--- À compléter ---
**a.** D'après le texte sur Macron, quels sont les deux faits qui sidèrent, selon sa première phrase ?
**b.** Relevez chaque ligne des enregistrements qui contient le mot « Every », en tenant compte de la casse.

Volte-face sur la Syrie[1], inscription de l’État d’urgence dans la loi commune sous couvert de sa suppression tant attendue : ces deux faits sidèrent non seulement par la violence des choix politiques qu’ils actent mais par la violence faite à la valeur de la parole. Parler n’a plus de rapport à la vérité. Il y a ce qui a fait élire Macron et ce pour quoi il a été élu, entre les deux une pellicule visqueuse où la parole se retourne, glisse, ne mord plus sur rien. Le macron actualise le mensonge a un degré qui n’a d’égal que l’adhésion médusante qu’il suscite. Il y a un effet d’hypnose collective dans « Macron » qui arrête, ou qui devrait. Et cet arrangement avec la vérité prolifère à tous les niveaux : je ne m’arrête pas sur le mercenariat des législatives – la superposition du « mouvement » et des « partis » étant une stratégie miraculeuse : jouer l’indépendance et le renouvellement d’un côté, l’allégeance aux mafias traditionnelles de l’autre. Mais qui y croit réellement  ? Qui croit à la « société civile » quand on assiste à un recrutement façon légion étrangère des plus fidèles au chef ? Quand on a affaire en réalité à un renouvellement par les seconds couteaux, c’est-à-dire les mêmes en moins drôles ?[2]

 Ce type a été élu paraît-il pour défendre la liberté d’expression, le moins que l’on puisse dire est que la victoire de ses électeurs leur a coupé la parole. Des réactions du côté des macronistes ? Il faut croire que ce harassant combat contre le Grand Mal vous aura épuisés. Après tout ce tintamarre on ne vous entend plus. Allez, vaillants défenseurs de la civilisation, encore un petit effort. Mais où êtes-vous ? Où est votre haute alarme ? Peu de gens (vraiment) de gauche se sont illusionnés sur la lutte anti-FN des fillonistes-macronistes mais quand même. En sommes-nous donc là que personne ne bronche devant la mayonnaise royaliste, les trahisons de campagne, l’instrumentalisation hallucinante de la « culture », les dérives autoritaires, la violence salariale annoncée ? Vous n’avez pas envie de d’en dire quelque chose ? La vérité, ça ne vous concerne donc en rien ?

--- Données fournies ---
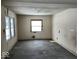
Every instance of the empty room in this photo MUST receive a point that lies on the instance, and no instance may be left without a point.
(39, 29)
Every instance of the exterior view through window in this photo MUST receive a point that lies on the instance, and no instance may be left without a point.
(9, 27)
(36, 25)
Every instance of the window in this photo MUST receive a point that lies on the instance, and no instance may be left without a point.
(36, 25)
(9, 27)
(12, 27)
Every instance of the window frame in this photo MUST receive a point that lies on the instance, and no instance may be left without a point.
(10, 26)
(31, 25)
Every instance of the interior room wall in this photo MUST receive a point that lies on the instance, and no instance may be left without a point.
(64, 25)
(24, 27)
(6, 45)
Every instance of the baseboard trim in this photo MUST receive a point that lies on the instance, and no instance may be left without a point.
(67, 48)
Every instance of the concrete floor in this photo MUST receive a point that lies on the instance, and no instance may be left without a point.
(39, 49)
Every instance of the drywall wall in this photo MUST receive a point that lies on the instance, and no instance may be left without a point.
(24, 27)
(7, 45)
(64, 26)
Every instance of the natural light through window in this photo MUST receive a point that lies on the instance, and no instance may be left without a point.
(9, 27)
(36, 26)
(12, 27)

--- Réponses dans l'ordre ---
**a.** La volte-face sur la Syrie et l'inscription de l'État d'urgence dans la loi commune sous couvert de sa suppression.

**b.**
Every instance of the empty room in this photo MUST receive a point that lies on the instance, and no instance may be left without a point.
Every instance of the exterior view through window in this photo MUST receive a point that lies on the instance, and no instance may be left without a point.
Every instance of the window in this photo MUST receive a point that lies on the instance, and no instance may be left without a point.
Every instance of the window frame in this photo MUST receive a point that lies on the instance, and no instance may be left without a point.
Every instance of the interior room wall in this photo MUST receive a point that lies on the instance, and no instance may be left without a point.
Every instance of the baseboard trim in this photo MUST receive a point that lies on the instance, and no instance may be left without a point.
Every instance of the concrete floor in this photo MUST receive a point that lies on the instance, and no instance may be left without a point.
Every instance of the drywall wall in this photo MUST receive a point that lies on the instance, and no instance may be left without a point.
Every instance of the natural light through window in this photo MUST receive a point that lies on the instance, and no instance may be left without a point.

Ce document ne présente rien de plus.